* [Problems and tasks]
1. According to the passage on Herefordshire council funding, what is the council's band D council tax?
2. Repeat the Herefordshire funding passage word for word, beginning at "The county lost" and stopping after "government as well.".

# Start of Given passage

The county lost £1.8 million extra in the formula spending share because of the Government's delay in implementing population data changes following the 2001 census. Herefordshire council has clearly been heavily disadvantaged by the Government's funding. The formula spending share does not come close to adequately reflecting the cost of delivering the increasing demands and financial burdens placed on local authorities by the Government, such as recycling targets, the transfer of licensing responsibility, library standards, benefit regulations and national care home standards, to name but a few.

I think that my hon. Friend the Member for Macclesfield (Sir Nicholas Winterton) mentioned the implementation of electronic government as well.

The Government's own changes to local authority finance last year meant that the council had to increase council tax by 17.5 per cent. to achieve the FSS level of funding—an increase in the burden on the council tax payer from 32 per cent. to 37 per cent. of total expenditure. However, the council has not compensated for Government underfunding by levying much higher levels of council tax. At £959.53, its band D council tax is below the national average for unitary councils. Despite the disadvantages that this Government have imposed on Herefordshire, the council is committed to reducing the levels of council tax over future years, but demands from this Government, who do not care about the constant increases for the individual council tax payer, make that commitment extremely difficult to fulfil.

# End of Given passage
# Start of Recorded data

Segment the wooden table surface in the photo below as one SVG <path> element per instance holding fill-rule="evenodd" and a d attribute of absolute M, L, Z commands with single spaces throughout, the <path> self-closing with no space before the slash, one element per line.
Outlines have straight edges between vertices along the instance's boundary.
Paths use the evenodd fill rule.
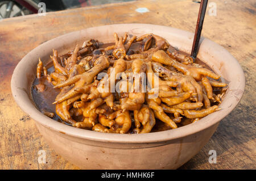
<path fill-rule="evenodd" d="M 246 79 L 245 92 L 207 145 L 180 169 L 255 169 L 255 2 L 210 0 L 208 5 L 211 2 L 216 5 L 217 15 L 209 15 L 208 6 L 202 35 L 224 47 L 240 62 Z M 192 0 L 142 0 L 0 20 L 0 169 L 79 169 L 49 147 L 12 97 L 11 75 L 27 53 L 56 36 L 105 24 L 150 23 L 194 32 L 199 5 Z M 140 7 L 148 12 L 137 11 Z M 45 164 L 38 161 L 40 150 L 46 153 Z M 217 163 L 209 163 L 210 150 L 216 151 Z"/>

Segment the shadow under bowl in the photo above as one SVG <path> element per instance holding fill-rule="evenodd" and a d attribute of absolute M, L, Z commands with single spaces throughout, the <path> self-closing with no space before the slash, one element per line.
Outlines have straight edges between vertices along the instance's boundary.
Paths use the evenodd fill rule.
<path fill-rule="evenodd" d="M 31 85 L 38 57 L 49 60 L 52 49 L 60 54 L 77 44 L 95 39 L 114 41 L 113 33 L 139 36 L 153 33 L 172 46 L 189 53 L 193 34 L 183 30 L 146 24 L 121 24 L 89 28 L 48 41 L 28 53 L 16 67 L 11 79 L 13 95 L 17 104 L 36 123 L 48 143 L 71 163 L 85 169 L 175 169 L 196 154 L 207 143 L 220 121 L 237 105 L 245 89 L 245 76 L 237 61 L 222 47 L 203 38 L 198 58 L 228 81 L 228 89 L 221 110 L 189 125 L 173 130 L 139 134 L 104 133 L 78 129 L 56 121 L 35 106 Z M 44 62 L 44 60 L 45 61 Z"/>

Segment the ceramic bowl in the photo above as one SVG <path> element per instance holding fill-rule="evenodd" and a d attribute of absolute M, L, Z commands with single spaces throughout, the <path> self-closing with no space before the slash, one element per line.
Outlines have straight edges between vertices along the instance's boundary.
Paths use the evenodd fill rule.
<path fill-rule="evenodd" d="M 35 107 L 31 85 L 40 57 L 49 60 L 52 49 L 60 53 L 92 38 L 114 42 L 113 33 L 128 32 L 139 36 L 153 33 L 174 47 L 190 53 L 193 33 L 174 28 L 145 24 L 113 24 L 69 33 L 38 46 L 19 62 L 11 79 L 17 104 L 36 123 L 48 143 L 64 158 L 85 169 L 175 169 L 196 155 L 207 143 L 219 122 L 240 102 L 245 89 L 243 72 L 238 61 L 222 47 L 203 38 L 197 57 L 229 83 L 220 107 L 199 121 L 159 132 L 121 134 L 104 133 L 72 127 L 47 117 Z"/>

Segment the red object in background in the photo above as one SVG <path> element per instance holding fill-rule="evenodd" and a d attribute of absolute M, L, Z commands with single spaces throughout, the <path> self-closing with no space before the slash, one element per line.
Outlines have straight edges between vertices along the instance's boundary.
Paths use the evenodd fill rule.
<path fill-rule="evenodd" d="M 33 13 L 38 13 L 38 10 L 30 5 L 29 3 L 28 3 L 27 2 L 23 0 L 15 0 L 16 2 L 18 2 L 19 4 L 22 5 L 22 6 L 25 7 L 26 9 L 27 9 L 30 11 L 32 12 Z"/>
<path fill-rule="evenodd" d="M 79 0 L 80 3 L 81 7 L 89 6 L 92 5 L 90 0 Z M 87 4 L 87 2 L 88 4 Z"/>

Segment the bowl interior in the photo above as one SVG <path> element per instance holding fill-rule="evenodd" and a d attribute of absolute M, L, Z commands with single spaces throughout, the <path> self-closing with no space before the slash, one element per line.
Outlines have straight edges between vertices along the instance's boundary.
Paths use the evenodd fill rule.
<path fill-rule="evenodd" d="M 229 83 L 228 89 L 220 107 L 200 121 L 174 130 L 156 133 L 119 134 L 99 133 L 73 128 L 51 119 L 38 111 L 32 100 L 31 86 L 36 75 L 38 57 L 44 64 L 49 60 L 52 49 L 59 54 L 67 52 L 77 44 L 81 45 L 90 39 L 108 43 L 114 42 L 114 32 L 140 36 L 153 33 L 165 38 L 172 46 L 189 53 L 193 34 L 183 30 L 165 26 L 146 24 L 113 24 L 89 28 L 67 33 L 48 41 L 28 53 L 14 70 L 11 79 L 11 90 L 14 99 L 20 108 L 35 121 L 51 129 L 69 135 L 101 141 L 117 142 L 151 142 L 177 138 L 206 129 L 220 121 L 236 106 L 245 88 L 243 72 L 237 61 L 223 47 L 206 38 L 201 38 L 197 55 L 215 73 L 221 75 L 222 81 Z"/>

# End of Recorded data

* [Responses to the tasks]
1. £959.53

2.
The county lost £1.8 million extra in the formula spending share because of the Government's delay in implementing population data changes following the 2001 census. Herefordshire council has clearly been heavily disadvantaged by the Government's funding. The formula spending share does not come close to adequately reflecting the cost of delivering the increasing demands and financial burdens placed on local authorities by the Government, such as recycling targets, the transfer of licensing responsibility, library standards, benefit regulations and national care home standards, to name but a few.

I think that my hon. Friend the Member for Macclesfield (Sir Nicholas Winterton) mentioned the implementation of electronic government as well.